• What needs to be done:
The whole of the data, every line, should come back exactly the same.

[Dataset entries]
◇ ◇ ◇ ◇
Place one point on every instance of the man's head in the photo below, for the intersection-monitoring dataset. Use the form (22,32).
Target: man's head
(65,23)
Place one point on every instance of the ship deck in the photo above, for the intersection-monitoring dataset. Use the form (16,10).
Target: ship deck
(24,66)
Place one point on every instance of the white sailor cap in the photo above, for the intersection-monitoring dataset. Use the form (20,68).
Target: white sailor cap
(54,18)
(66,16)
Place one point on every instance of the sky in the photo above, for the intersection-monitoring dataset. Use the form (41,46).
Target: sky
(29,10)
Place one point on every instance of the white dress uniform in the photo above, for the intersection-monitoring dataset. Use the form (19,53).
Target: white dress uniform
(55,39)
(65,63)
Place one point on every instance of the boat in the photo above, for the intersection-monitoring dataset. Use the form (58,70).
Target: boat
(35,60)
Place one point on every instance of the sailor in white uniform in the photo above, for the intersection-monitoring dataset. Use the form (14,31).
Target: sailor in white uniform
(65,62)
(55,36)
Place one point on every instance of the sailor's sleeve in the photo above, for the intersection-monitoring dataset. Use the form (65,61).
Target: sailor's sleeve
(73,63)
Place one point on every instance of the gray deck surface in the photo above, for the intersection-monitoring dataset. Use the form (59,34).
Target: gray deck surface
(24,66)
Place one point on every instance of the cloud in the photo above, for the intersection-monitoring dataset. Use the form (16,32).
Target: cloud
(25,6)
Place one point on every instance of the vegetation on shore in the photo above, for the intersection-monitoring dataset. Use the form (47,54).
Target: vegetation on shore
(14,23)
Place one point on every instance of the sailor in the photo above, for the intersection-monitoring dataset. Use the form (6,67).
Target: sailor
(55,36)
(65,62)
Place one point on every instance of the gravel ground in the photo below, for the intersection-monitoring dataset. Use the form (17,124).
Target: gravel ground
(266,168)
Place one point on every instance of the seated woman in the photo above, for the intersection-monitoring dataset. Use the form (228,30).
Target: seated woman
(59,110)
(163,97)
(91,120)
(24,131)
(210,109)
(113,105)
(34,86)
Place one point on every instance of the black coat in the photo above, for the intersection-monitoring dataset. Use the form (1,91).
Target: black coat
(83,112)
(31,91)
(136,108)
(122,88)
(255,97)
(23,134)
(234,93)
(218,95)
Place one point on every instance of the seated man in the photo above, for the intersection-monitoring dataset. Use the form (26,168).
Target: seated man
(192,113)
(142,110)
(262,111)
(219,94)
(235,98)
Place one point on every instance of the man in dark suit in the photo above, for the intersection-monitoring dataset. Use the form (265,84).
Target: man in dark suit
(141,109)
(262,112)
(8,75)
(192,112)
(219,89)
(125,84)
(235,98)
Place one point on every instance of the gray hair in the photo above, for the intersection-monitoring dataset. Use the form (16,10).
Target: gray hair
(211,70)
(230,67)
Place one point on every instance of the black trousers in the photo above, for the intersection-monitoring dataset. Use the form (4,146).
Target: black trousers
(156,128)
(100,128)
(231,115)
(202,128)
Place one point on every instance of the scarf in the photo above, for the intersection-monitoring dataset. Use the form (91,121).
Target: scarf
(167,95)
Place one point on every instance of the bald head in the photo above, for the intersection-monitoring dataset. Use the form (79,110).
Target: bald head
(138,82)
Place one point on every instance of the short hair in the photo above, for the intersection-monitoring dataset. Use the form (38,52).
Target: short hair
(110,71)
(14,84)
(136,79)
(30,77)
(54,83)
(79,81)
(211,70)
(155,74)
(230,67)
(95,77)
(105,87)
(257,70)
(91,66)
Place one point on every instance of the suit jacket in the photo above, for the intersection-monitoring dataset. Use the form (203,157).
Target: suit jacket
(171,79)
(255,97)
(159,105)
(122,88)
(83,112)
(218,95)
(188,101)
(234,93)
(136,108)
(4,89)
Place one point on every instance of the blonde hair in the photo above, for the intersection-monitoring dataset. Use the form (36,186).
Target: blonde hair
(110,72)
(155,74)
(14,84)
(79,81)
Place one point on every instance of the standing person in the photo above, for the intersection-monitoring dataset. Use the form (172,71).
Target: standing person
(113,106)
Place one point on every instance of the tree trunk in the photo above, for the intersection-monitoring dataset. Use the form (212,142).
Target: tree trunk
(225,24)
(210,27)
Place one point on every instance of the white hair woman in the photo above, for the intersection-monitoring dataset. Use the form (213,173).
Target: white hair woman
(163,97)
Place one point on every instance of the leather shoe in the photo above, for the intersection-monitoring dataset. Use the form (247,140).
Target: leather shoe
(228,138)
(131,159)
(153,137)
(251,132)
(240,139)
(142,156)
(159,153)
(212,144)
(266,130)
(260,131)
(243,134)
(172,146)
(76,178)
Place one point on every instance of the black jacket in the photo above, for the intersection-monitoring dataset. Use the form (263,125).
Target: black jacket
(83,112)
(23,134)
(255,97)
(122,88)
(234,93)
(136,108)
◇ ◇ ◇ ◇
• Result:
Place one point on every instance of the man's head in the photo below, for the intersection-monitoring dataset. Use the form (22,32).
Target: man's head
(65,23)
Place one point on every instance of the ship deck in the photo above, for the intersection-monitoring dataset. Use the form (16,10).
Target: ship deck
(24,66)
Place one point on every instance of the white sailor cap in the photo above, for the intersection-monitoring dataset. Use the form (20,68).
Target: white sailor cap
(54,18)
(66,16)
Place one point on every instance of the sky in the photo above, for the intersection-monitoring dataset. Use the form (41,46).
Target: sky
(29,10)
Place one point on every instance of the white dress uniform in the photo above, for the intersection-monitoring dataset. Use the form (19,53).
Target: white dress uniform
(55,39)
(65,63)
Place one point on every instance of the boat in the photo above, for the intersection-monitoring dataset. Use the form (58,70).
Target: boat
(35,60)
Place one point on every instance of the sailor in white uniform in the photo above, for the intersection-monitoring dataset. Use the form (14,31).
Target: sailor in white uniform
(65,62)
(55,36)
Place one point on every instance of the sailor's sleeve in the photo above, for the intersection-monitoring dataset. Use the form (65,61).
Target: sailor's sleeve
(73,63)
Place one point on every instance of the gray deck surface in the photo above, for the intersection-monitoring dataset. Use the form (59,34).
Target: gray deck surface
(24,66)
Place one point on every instance of the cloud in the photo above, for the intersection-monitoring dataset. Use the form (16,32).
Target: cloud
(25,6)
Place one point on every instance of the vegetation on shore in the photo above, for the intersection-monitoring dataset. Use the form (47,54).
Target: vegetation on shore
(14,23)
Place one point on every instance of the sailor in the photo above, for the intersection-monitoring dataset. Use the form (6,67).
Target: sailor
(55,36)
(65,62)
Place one point on every instance of the gravel ground in the photo below, for the intersection-monitoring dataset. Use the form (17,124).
Target: gravel ground
(266,168)
Place one point on every instance of the seated woman in the photo above, for the intersection-monitoring dataset. Use the form (228,30).
Target: seated woman
(59,110)
(163,97)
(91,120)
(24,131)
(210,109)
(113,105)
(34,86)
Place one point on every instance of the black coat in the photo above, for the intersection-monitoring dataset. Use the form (1,91).
Target: black coat
(83,112)
(31,91)
(136,108)
(122,88)
(255,97)
(23,134)
(234,93)
(218,95)
Place one point on every instance of the seated man in the photo above, for the intersection-monitoring dataset. Use the form (26,168).
Target: seated man
(192,113)
(142,110)
(262,111)
(219,94)
(235,98)
Place one point on every instance of the man in dark suit in the photo above, for the intersection-monitoring dataset. Use the form (265,84).
Target: man in dark suit
(141,109)
(262,112)
(8,75)
(192,112)
(219,89)
(125,84)
(235,98)
Place one point on every instance of the gray hair in the photo above, for the intersection-monitoring dataset. Use the form (16,10).
Target: gray hair
(211,70)
(230,67)
Place one point on every instance of the black trousers in the photo above, for the intersection-monitoring dataset. Use the form (4,146).
Target: black trousers
(156,128)
(100,128)
(231,115)
(202,128)
Place one point on every instance of the scarf in the photo above, for the intersection-monitoring dataset. Use the form (91,121).
Target: scarf
(167,95)
Place one point on every instance of the bald head in the photo above, for the intersection-monitoring dataset. Use the form (79,110).
Target: bald head
(138,82)
Place one point on every instance of the short hair in the photo above, for the intersection-monitoring dataset. Use the form (38,52).
Target: short hair
(110,71)
(14,84)
(136,79)
(30,77)
(54,83)
(79,81)
(211,70)
(155,74)
(230,67)
(95,77)
(105,87)
(257,70)
(91,66)
Place one point on every instance of the suit jacket in the photo above, for the intersection-monitoring dataset. Use the form (203,157).
Target: suit jacket
(171,79)
(255,97)
(159,105)
(122,88)
(83,112)
(218,95)
(188,101)
(234,93)
(136,108)
(4,89)
Place one point on every instance of the blonde hair in the photo above, for the intersection-monitoring dataset. Use the form (36,186).
Target: blonde hair
(110,72)
(155,74)
(14,84)
(79,81)
Place one point on every instance of the standing person in the photo above, for the intersection-monitoring dataset. Use the form (172,71).
Target: standing person
(113,106)
Place one point on every instance of the tree trunk in the photo above, for the intersection-monitoring dataset. Use the form (212,142).
Target: tree trunk
(225,24)
(210,27)
Place one point on every instance of the white hair woman in the photo above, for the intersection-monitoring dataset. Use the form (213,173).
Target: white hair woman
(163,97)
Place one point on every instance of the leather shoe in the photo above, for the intersection-monitoring dataset. Use the form (247,140).
Target: leather shoe
(228,138)
(131,159)
(153,137)
(251,132)
(240,139)
(142,156)
(159,153)
(212,144)
(266,130)
(260,131)
(243,134)
(172,146)
(76,178)
Place one point on every instance of the black jacket in the photo above, for the intersection-monitoring dataset. Use the form (263,125).
Target: black jacket
(83,112)
(23,134)
(255,97)
(122,88)
(234,93)
(136,108)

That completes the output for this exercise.